#### DATA SHOWN ####
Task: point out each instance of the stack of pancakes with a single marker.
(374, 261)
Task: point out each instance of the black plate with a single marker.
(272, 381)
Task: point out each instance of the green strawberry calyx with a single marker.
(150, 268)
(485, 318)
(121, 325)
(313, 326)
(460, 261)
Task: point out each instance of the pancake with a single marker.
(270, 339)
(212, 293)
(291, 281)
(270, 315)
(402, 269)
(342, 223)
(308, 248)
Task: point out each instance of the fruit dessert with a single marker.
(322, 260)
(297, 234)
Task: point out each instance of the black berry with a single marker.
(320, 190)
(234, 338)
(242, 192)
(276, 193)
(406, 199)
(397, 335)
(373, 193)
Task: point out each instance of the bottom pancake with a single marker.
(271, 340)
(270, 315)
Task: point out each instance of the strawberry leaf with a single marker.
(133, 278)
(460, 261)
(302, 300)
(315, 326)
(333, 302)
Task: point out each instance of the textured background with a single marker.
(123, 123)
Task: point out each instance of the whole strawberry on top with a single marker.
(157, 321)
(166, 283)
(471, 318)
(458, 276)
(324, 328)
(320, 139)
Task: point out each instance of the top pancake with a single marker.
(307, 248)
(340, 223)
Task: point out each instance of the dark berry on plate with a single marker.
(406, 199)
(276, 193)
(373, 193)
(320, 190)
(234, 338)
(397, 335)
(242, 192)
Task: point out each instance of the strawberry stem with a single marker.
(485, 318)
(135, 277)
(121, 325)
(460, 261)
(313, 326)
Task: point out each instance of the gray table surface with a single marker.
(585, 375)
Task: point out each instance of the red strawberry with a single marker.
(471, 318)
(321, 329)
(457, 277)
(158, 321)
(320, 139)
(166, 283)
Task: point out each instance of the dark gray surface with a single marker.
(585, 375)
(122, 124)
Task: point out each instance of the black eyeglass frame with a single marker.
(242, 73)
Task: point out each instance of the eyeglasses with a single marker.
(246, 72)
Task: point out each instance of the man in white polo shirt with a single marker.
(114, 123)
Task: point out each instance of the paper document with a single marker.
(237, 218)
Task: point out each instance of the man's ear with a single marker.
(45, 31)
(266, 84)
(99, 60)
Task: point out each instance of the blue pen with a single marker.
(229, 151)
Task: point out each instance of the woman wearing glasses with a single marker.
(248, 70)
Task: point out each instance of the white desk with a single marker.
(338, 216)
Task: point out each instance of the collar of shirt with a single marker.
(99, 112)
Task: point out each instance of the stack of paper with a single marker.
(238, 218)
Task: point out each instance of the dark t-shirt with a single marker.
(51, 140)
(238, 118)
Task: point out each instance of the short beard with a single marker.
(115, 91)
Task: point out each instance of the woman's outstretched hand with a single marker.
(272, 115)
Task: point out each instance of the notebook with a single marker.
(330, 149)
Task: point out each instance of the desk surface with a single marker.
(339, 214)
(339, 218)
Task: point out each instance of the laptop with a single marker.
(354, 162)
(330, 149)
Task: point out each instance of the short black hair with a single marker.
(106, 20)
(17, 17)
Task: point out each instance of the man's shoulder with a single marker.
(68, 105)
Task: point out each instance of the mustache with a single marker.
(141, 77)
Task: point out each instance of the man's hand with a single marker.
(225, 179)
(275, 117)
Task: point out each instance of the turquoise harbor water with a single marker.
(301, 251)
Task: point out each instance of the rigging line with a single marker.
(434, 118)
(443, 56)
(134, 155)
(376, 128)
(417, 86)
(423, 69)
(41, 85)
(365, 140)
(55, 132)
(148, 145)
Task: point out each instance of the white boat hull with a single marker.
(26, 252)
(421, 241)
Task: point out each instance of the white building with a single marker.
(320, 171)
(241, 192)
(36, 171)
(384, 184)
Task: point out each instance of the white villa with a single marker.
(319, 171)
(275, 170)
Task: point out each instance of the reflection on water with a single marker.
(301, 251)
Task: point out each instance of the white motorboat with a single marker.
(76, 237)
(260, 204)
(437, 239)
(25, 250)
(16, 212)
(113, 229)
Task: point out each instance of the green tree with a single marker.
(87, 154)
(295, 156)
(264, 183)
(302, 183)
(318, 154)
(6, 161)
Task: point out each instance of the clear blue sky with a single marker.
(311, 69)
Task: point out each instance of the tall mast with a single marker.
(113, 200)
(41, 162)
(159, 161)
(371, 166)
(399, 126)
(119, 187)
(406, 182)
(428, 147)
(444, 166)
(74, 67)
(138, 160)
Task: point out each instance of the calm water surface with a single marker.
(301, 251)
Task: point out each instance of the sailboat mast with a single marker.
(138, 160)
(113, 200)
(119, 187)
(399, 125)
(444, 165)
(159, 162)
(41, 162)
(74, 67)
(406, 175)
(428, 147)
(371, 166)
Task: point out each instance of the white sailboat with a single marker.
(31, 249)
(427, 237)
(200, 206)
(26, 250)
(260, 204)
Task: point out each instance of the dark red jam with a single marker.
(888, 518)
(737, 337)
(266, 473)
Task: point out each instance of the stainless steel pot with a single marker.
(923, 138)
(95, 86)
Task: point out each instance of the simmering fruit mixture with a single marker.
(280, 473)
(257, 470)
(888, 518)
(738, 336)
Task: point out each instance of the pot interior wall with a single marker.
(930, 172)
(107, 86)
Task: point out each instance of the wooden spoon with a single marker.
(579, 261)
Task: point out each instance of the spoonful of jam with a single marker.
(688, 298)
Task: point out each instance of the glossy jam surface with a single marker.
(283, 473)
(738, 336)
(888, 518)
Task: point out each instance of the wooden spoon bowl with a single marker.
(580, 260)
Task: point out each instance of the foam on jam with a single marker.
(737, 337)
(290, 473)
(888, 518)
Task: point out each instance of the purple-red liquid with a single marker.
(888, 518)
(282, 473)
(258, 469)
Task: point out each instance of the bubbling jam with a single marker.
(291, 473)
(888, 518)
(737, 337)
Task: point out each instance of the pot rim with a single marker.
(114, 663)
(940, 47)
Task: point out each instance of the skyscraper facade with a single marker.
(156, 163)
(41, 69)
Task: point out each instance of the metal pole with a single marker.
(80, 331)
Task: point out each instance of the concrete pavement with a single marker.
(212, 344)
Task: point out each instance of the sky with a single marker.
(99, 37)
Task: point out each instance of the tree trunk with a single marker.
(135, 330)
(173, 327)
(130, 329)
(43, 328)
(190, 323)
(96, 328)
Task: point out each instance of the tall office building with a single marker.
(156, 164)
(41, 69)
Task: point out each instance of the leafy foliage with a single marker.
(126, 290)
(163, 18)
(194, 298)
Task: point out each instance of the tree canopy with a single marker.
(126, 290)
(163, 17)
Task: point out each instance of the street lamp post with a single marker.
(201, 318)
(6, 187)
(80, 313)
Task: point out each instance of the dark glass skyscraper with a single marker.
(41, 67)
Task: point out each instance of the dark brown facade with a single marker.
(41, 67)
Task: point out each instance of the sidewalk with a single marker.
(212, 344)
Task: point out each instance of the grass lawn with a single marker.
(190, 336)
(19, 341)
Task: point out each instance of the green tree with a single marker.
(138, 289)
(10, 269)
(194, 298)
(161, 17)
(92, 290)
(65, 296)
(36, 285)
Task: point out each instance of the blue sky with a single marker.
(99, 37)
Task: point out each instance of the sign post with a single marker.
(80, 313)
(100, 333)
####
▸ **DIRECTION**
Quote all of the entries verbatim.

▸ **THE REPLY**
Task: point out each instance of the stack of pancakes with a single marker.
(374, 261)
Task: point out each instance of the black plate with a single marker.
(272, 381)
Task: point out each instance of the green strawberry calyx with a single marker.
(150, 268)
(485, 318)
(121, 325)
(313, 326)
(460, 261)
Task: point out each instance of the pancake with a single marker.
(270, 339)
(212, 293)
(291, 281)
(270, 315)
(402, 269)
(342, 223)
(308, 248)
Task: point out each instance of the fruit dessert with a single marker.
(322, 260)
(297, 234)
Task: point out each instance of the black berry with a single marker.
(320, 190)
(234, 338)
(242, 192)
(276, 193)
(406, 199)
(397, 335)
(373, 193)
Task: point out each instance of the bottom pancake with a single marker.
(271, 340)
(270, 315)
Task: point out each instance of the strawberry leaf with a single marker.
(133, 278)
(460, 261)
(302, 300)
(315, 326)
(333, 302)
Task: point out each instance of the textured background with a single marker.
(123, 123)
Task: point out each instance of the whole strawberry on top with a single marker.
(157, 321)
(166, 283)
(471, 318)
(458, 276)
(324, 328)
(320, 139)
Task: point out each instance of the top pancake with a single marker.
(307, 248)
(340, 223)
Task: point out each instance of the dark berry on plate with a single marker.
(406, 199)
(276, 193)
(373, 193)
(320, 190)
(234, 338)
(397, 335)
(242, 192)
Task: point out each instance of the strawberry stem with a single marker.
(485, 318)
(135, 277)
(121, 325)
(460, 261)
(313, 326)
Task: point out each instance of the gray table surface with a single marker.
(585, 375)
Task: point out each instance of the red strawberry with a single marker.
(471, 318)
(321, 329)
(457, 277)
(158, 321)
(320, 139)
(166, 283)
Task: point out each instance of the dark gray surface with a single marker.
(585, 375)
(122, 124)
Task: point out each instance of the black eyeglass frame with a single marker.
(242, 73)
Task: point out each instance of the eyeglasses with a single marker.
(246, 72)
Task: point out each instance of the man in white polo shirt with a single marker.
(114, 123)
Task: point out each instance of the paper document with a single marker.
(237, 218)
Task: point out each instance of the man's ear with a single marker.
(45, 31)
(266, 84)
(99, 60)
Task: point out each instance of the blue pen with a single marker.
(229, 151)
Task: point out each instance of the woman wearing glasses with a single marker.
(248, 70)
Task: point out each instance of the white desk with a single marker.
(338, 216)
Task: point out each instance of the collar of shirt with a single marker.
(99, 112)
Task: point out each instance of the stack of paper with a single marker.
(238, 218)
Task: point out each instance of the dark t-shirt with a single marker.
(51, 140)
(238, 118)
Task: point out each instance of the short beard with a single marker.
(115, 91)
Task: point out each instance of the woman's outstretched hand with a single marker.
(272, 115)
Task: point out each instance of the notebook with a single marker.
(330, 149)
Task: point out each instance of the desk surface with a single marker.
(339, 214)
(339, 218)
Task: point out each instance of the laptop with a single marker.
(354, 162)
(330, 149)
Task: point out each instance of the short black hair with a single marker.
(106, 20)
(17, 17)
Task: point out each instance of the man's shoulder with a single marker.
(68, 105)
Task: point out each instance of the mustache with a single marker.
(141, 77)
Task: point out each instance of the man's hand with a single marker.
(225, 179)
(275, 117)
Task: point out each instance of the turquoise harbor water with a single marker.
(301, 251)
Task: point out each instance of the rigging line with a single marker.
(434, 118)
(443, 56)
(134, 155)
(376, 128)
(417, 86)
(423, 69)
(41, 85)
(365, 140)
(55, 132)
(148, 145)
Task: point out each instance of the white boat hull with a single marker.
(26, 252)
(421, 241)
Task: point out each instance of the white building with a single marker.
(320, 171)
(241, 192)
(36, 171)
(384, 184)
Task: point out each instance of the white villa with a single marker.
(319, 171)
(275, 170)
Task: point out each instance of the reflection on water with a single marker.
(301, 251)
Task: point out each instance of the white motorboat with a single marker.
(76, 237)
(260, 204)
(437, 239)
(25, 250)
(16, 212)
(113, 229)
Task: point out each instance of the green tree with a single marker.
(87, 154)
(295, 156)
(264, 183)
(302, 183)
(318, 154)
(6, 161)
Task: point out each instance of the clear blue sky with a single marker.
(311, 69)
Task: point out each instance of the tall mast with a single marker.
(113, 200)
(41, 162)
(159, 161)
(371, 166)
(399, 126)
(119, 187)
(406, 182)
(428, 147)
(444, 166)
(74, 67)
(138, 160)
Task: point out each instance of the calm water surface with a single marker.
(301, 251)
Task: point out each instance of the sailboat mast with a single marker.
(138, 160)
(113, 200)
(119, 187)
(399, 125)
(444, 165)
(159, 162)
(41, 162)
(74, 67)
(406, 175)
(428, 147)
(371, 166)
Task: point out each instance of the white sailboat with a single marker.
(31, 249)
(427, 237)
(200, 206)
(26, 250)
(260, 204)
Task: point out each instance of the dark red jam with a single marker.
(888, 518)
(737, 337)
(266, 473)
Task: point out each instance of the stainless steel pot with a single marker.
(923, 138)
(95, 86)
Task: point out each instance of the simmering fruit mixture with a single marker.
(280, 473)
(257, 470)
(888, 518)
(738, 336)
Task: point out each instance of the pot interior wall with a single marker.
(930, 172)
(107, 86)
Task: point out each instance of the wooden spoon with a single marker.
(579, 261)
Task: point out each instance of the spoonful of jam with a single marker.
(688, 298)
Task: point out each instance of the glossy jam surface with a single marker.
(283, 473)
(738, 336)
(888, 518)
Task: point out each instance of the wooden spoon bowl with a single marker.
(580, 260)
Task: point out each instance of the foam on jam with a single marker.
(737, 337)
(290, 473)
(888, 518)
Task: point out each instance of the purple-red liquid with a single marker.
(888, 518)
(282, 473)
(258, 469)
Task: point out each instance of the bubbling jam with a single marker.
(291, 473)
(888, 518)
(737, 337)
Task: point out each instance of the pot rim with a single marker.
(114, 663)
(940, 47)
Task: point out each instance of the skyscraper facade with a single marker.
(156, 163)
(41, 69)
Task: point out each instance of the metal pole with a single marker.
(80, 331)
Task: point out each instance of the concrete pavement with a single marker.
(212, 344)
Task: point out each instance of the sky with a single marker.
(99, 37)
Task: point out each instance of the tree trunk with a single marker.
(135, 330)
(173, 327)
(130, 329)
(43, 328)
(190, 323)
(96, 328)
Task: point out each instance of the tall office building with a single marker.
(156, 164)
(41, 69)
Task: point out each instance of the leafy foliage with a single marker.
(126, 290)
(163, 18)
(194, 298)
Task: point out each instance of the tree canopy with a single marker.
(126, 290)
(163, 17)
Task: point out each instance of the street lamp post with a single marker.
(201, 318)
(6, 187)
(80, 313)
Task: point out each instance of the dark glass skyscraper with a single marker.
(41, 67)
Task: point out each instance of the dark brown facade with a single marker.
(41, 67)
Task: point out each instance of the sidewalk with a single marker.
(212, 344)
Task: point out each instance of the grass lawn with a single marker.
(190, 336)
(19, 341)
Task: point out each instance of the green tree with a single marker.
(138, 289)
(10, 269)
(194, 298)
(161, 17)
(92, 290)
(65, 296)
(36, 285)
Task: point out each instance of the blue sky with a single marker.
(99, 37)
Task: point out each instance of the sign post with a single marker.
(80, 313)
(100, 333)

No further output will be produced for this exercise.